▶ TASK DIRECTIONS: With no words added or dropped, transcribe the listing that follows.

----------------------------------------

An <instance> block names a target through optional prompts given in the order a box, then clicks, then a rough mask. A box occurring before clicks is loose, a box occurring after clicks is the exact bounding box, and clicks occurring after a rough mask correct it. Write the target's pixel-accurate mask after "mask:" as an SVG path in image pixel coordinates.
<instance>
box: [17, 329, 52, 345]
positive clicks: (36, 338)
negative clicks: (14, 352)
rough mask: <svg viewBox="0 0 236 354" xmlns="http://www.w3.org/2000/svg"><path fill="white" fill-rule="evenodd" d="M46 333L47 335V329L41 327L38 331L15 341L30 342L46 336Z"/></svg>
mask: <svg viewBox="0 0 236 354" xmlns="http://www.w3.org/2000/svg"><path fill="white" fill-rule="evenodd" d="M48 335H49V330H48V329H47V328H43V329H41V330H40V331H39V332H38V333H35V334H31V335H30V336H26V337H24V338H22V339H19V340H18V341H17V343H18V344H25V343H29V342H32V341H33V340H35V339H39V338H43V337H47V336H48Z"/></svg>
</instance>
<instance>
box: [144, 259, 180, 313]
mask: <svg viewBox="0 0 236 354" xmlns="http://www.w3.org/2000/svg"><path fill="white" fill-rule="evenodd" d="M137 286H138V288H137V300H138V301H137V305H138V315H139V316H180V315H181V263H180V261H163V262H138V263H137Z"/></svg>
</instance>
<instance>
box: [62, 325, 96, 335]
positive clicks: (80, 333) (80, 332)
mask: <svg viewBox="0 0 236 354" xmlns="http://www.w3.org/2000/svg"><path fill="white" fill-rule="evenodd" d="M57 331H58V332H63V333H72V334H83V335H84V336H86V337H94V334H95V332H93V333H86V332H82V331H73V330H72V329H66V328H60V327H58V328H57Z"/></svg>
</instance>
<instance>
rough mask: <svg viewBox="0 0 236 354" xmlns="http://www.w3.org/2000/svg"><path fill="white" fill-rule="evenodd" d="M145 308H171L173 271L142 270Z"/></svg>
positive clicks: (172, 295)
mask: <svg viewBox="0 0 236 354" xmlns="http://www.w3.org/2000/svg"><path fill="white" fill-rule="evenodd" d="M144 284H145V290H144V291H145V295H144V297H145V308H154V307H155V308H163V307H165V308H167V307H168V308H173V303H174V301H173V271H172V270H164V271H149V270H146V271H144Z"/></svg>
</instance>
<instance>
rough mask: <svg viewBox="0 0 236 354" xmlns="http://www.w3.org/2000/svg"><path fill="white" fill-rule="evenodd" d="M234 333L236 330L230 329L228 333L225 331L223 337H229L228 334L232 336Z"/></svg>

----------------------------------------

▶ EXERCISE SOLUTION:
An <instance> block names a target through optional prompts given in the order a box, then clicks, then a rough mask. A box occurring before clicks is loose, a box occurring after clicks is the exact bounding box, and clicks occurring after a rough mask correct it. Write the target's pixel-accurate mask after "mask:" as an SVG path in image pixel coordinates.
<instance>
box: [17, 329, 52, 345]
positive clicks: (36, 338)
negative clicks: (14, 352)
rough mask: <svg viewBox="0 0 236 354" xmlns="http://www.w3.org/2000/svg"><path fill="white" fill-rule="evenodd" d="M46 333L47 335V329L41 327L38 331L15 341L30 342L46 336Z"/></svg>
mask: <svg viewBox="0 0 236 354" xmlns="http://www.w3.org/2000/svg"><path fill="white" fill-rule="evenodd" d="M48 335H49V330H48V329H47V328H43V329H41V330H40V331H39V332H38V333H35V334H31V335H30V336H26V337H24V338H22V339H19V340H18V341H17V343H18V344H25V343H29V342H32V341H33V340H35V339H39V338H43V337H47V336H48Z"/></svg>
</instance>
<instance>
box: [144, 259, 180, 313]
mask: <svg viewBox="0 0 236 354" xmlns="http://www.w3.org/2000/svg"><path fill="white" fill-rule="evenodd" d="M137 286H138V288H137V300H138V301H137V305H138V315H139V316H180V315H181V263H180V261H163V262H138V263H137Z"/></svg>
</instance>
<instance>
box: [62, 325, 96, 335]
positive clicks: (80, 333) (80, 332)
mask: <svg viewBox="0 0 236 354" xmlns="http://www.w3.org/2000/svg"><path fill="white" fill-rule="evenodd" d="M57 331H58V332H63V333H72V334H83V335H84V336H86V337H94V334H95V332H93V333H86V332H82V331H73V330H72V329H66V328H60V327H58V328H57Z"/></svg>
</instance>
<instance>
rough mask: <svg viewBox="0 0 236 354" xmlns="http://www.w3.org/2000/svg"><path fill="white" fill-rule="evenodd" d="M145 308H171L173 271L142 270Z"/></svg>
positive clicks: (172, 295)
mask: <svg viewBox="0 0 236 354" xmlns="http://www.w3.org/2000/svg"><path fill="white" fill-rule="evenodd" d="M144 284H145V290H144V291H145V295H144V297H145V308H154V307H155V308H163V307H165V308H167V307H168V308H173V303H174V301H173V271H172V270H164V271H149V270H146V271H144Z"/></svg>
</instance>
<instance>
rough mask: <svg viewBox="0 0 236 354" xmlns="http://www.w3.org/2000/svg"><path fill="white" fill-rule="evenodd" d="M234 333L236 330L230 329L228 333L225 331L223 337H229L228 334L232 336Z"/></svg>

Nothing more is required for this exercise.